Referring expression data
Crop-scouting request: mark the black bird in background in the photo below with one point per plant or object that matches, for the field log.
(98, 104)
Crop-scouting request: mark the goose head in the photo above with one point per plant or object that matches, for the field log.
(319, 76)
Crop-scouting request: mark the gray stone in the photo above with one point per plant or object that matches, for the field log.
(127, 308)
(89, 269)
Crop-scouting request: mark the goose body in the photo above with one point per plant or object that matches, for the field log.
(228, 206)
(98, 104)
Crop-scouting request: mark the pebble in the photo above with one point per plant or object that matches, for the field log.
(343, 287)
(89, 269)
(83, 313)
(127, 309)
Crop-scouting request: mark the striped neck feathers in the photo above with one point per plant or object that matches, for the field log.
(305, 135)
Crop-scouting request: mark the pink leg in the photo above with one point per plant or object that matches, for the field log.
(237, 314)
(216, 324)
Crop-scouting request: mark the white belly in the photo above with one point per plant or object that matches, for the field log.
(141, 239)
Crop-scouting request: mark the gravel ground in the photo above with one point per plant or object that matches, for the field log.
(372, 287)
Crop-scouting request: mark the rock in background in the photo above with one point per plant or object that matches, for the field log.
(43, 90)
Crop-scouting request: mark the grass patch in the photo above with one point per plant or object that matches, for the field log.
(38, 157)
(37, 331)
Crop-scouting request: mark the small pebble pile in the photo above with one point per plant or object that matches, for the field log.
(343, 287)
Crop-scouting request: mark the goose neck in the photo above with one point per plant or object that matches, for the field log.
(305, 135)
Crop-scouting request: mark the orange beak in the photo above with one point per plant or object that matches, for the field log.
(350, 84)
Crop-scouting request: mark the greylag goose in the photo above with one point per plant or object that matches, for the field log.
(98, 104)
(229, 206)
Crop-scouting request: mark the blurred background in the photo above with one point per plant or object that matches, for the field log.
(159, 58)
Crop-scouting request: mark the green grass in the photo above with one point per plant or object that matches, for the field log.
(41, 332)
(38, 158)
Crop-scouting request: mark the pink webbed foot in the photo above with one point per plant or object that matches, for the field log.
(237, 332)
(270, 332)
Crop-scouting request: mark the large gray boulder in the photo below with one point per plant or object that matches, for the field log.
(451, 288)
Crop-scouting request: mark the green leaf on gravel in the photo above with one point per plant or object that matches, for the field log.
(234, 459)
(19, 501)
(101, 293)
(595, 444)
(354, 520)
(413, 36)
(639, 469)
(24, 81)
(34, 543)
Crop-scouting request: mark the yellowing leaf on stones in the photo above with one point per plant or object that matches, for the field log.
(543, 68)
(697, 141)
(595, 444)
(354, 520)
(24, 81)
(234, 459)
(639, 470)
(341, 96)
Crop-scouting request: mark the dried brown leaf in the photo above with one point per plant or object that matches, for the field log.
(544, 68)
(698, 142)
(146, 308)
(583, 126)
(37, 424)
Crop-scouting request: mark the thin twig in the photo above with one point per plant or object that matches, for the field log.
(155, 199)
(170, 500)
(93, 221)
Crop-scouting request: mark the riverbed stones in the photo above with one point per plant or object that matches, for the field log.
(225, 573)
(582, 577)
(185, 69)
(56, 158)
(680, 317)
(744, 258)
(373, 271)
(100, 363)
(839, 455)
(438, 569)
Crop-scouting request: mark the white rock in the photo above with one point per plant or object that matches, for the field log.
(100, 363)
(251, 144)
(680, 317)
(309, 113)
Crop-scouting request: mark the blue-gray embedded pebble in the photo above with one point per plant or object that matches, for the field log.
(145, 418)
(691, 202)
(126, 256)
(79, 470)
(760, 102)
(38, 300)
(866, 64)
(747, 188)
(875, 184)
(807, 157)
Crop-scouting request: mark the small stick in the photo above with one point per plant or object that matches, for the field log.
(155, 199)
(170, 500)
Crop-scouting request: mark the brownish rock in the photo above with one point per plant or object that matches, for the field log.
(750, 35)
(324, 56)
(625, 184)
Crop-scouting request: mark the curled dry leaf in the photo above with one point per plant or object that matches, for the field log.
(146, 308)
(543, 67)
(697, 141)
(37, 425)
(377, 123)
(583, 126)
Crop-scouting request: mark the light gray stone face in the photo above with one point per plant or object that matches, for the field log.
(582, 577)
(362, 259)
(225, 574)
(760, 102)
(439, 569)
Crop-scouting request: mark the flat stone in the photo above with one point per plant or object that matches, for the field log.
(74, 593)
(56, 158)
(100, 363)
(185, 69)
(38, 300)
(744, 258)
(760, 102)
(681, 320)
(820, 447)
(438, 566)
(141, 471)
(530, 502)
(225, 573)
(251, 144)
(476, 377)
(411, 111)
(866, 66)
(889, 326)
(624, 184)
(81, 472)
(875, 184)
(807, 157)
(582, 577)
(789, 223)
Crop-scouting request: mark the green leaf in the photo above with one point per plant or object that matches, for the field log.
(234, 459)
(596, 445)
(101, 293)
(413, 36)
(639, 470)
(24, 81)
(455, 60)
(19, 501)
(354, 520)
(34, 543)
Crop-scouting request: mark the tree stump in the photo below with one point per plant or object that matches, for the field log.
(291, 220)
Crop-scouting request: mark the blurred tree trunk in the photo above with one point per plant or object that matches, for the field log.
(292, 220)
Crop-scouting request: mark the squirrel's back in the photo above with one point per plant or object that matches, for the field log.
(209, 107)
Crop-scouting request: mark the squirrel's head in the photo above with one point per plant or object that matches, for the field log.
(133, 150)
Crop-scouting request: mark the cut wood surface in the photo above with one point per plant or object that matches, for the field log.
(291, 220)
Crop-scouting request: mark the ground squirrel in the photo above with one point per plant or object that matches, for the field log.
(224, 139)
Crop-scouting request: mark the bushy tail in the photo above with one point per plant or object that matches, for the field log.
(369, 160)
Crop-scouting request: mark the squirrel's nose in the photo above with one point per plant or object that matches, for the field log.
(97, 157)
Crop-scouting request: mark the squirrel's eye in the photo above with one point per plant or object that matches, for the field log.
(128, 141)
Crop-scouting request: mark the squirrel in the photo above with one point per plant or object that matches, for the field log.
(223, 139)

◆ Requirement ◆
Restate the whole set of entries exactly.

◆ Your response ◆
Crop-scouting request: mark the black bird in background in the photo below with one point per plant or object that matches, for the field log.
(98, 104)
Crop-scouting request: mark the goose head in the photo above with one point per plant or object that matches, for the field log.
(319, 76)
Crop-scouting request: mark the gray stone in the photo above with one point per plant or object that matches, for the field log.
(127, 308)
(89, 269)
Crop-scouting request: mark the goose body in the photo above with one point per plant or object that matches, for the field log.
(228, 206)
(98, 104)
Crop-scouting request: mark the pebble in the photo above with one point per plant or object that matches, for the field log.
(343, 287)
(89, 269)
(83, 313)
(127, 309)
Crop-scouting request: mark the striped neck feathers in the photo above with one point per plant or object that matches, for the field log.
(305, 135)
Crop-scouting request: mark the pink leg in the photo above with one point per plant or object that matches, for the field log.
(237, 314)
(216, 324)
Crop-scouting request: mark the white belly in the photo above with one point per plant or object that matches, for the field log.
(141, 239)
Crop-scouting request: mark the gravel ground in the photo above with one point per plant or object that matches, for the field log.
(372, 287)
Crop-scouting request: mark the rock in background in the photo above with one point per plant or object that matches, for the field log.
(43, 90)
Crop-scouting request: mark the grass patch in the photo above with one point per plant or object that matches, for the field log.
(38, 157)
(37, 331)
Crop-scouting request: mark the small pebble pile in the photo above with one point per plant or object that matches, for the field log.
(343, 287)
Crop-scouting request: mark the goose neck in the photo above with one point per plant or object that matches, for the field log.
(305, 135)
Crop-scouting request: mark the orange beak in the photo above with one point per plant or object that matches, for the field log.
(350, 84)
Crop-scouting request: mark the greylag goose in the photo above with one point per plant or object that matches, for the field log.
(98, 104)
(229, 206)
Crop-scouting request: mark the blurred background in the photo above with one point per plant or object that matches, for the field log.
(159, 58)
Crop-scouting request: mark the green grass in the photo above with one point per plant or object that matches, for the field log.
(41, 332)
(38, 158)
Crop-scouting request: mark the pink webbed foot in the photo above with one point per plant or object that matches, for the field log.
(237, 332)
(270, 332)
Crop-scouting request: mark the large gray boulder in the photo below with one point per plant or object that matches, for the field log.
(451, 288)
Crop-scouting request: mark the green leaf on gravel in the photo above with one point per plant or object that matches, for the field log.
(234, 459)
(19, 501)
(101, 293)
(595, 444)
(354, 520)
(413, 36)
(639, 469)
(24, 81)
(34, 543)
Crop-scouting request: mark the yellowing leaf on stones in the photo above with one point per plant or object that matches, for the field log.
(543, 68)
(697, 141)
(595, 444)
(354, 520)
(24, 81)
(234, 459)
(639, 470)
(341, 96)
Crop-scouting request: mark the dried brown leaf in the photo above with one point per plant or object that matches, for the field log.
(544, 68)
(698, 142)
(146, 308)
(583, 126)
(37, 424)
Crop-scouting request: mark the thin twig in the photo above with one point per plant or object that matches, for the field log.
(155, 199)
(170, 500)
(93, 221)
Crop-scouting request: mark the riverbed stones in the photo above with one point per plant or object that matches, for the field log.
(225, 573)
(582, 577)
(185, 69)
(56, 158)
(680, 317)
(744, 258)
(373, 271)
(100, 363)
(839, 455)
(438, 569)
Crop-scouting request: mark the white rock in the photo above with one point per plant or object that matches, for the field log.
(100, 363)
(251, 144)
(680, 317)
(309, 113)
Crop-scouting request: mark the blue-gray embedded pebble in the photo above with one point per plant or object that matches, for the field log.
(145, 418)
(691, 202)
(126, 256)
(79, 470)
(760, 102)
(38, 300)
(866, 64)
(747, 188)
(875, 184)
(807, 157)
Crop-scouting request: mark the small stick in the photo above with one point per plant or object that matches, for the field log.
(155, 199)
(170, 500)
Crop-scouting request: mark the brownish rock in the photo above with one point per plant or object that matches, for the field log.
(750, 35)
(324, 56)
(625, 184)
Crop-scouting request: mark the curled dry leaf in the photo above with one point per plant or object that matches, for the field log.
(146, 308)
(543, 67)
(697, 141)
(37, 425)
(377, 123)
(583, 126)
Crop-scouting request: mark the light gray stone face in the photo above with one point per plant or object that matches, for the field log.
(582, 577)
(362, 259)
(225, 574)
(760, 102)
(439, 569)
Crop-scouting request: mark the flat stone in the photo above with one point per plant or object that matches, for the field log.
(74, 593)
(56, 158)
(100, 363)
(185, 69)
(38, 300)
(744, 258)
(760, 102)
(681, 320)
(820, 447)
(438, 566)
(141, 471)
(530, 502)
(225, 573)
(251, 144)
(476, 377)
(411, 111)
(866, 66)
(889, 326)
(624, 184)
(81, 472)
(875, 184)
(807, 157)
(582, 577)
(789, 223)
Crop-scouting request: mark the green leaf in the photo above with one point per plant or object that matches, for the field log.
(234, 459)
(596, 445)
(101, 293)
(413, 36)
(639, 470)
(24, 81)
(455, 60)
(19, 501)
(354, 520)
(34, 543)
Crop-scouting request: mark the tree stump in the photo below with one point per plant or object that matches, for the field log.
(291, 220)
Crop-scouting request: mark the blurred tree trunk in the photo above with one point per plant or object that matches, for the field log.
(292, 220)
Crop-scouting request: mark the squirrel's back in the photo above with one point per plant or object that matches, for the field log.
(209, 107)
Crop-scouting request: mark the squirrel's head in the photo above with one point per plant or object that matches, for the field log.
(133, 150)
Crop-scouting request: mark the cut wood surface in the photo above with one point per plant or object that matches, for the field log.
(291, 220)
Crop-scouting request: mark the ground squirrel in the photo above with one point per plant or object that matches, for the field log.
(224, 139)
Crop-scouting request: mark the bushy tail in the photo above with one point per plant or object that matches, for the field log.
(369, 160)
Crop-scouting request: mark the squirrel's nose in the photo above with one point per plant or object that matches, for the field log.
(97, 157)
Crop-scouting request: mark the squirrel's eye in the photo above with one point per plant or object that matches, for the field log.
(128, 141)
Crop-scouting request: mark the squirrel in the photo above with one point per plant or object that matches, for the field log.
(223, 139)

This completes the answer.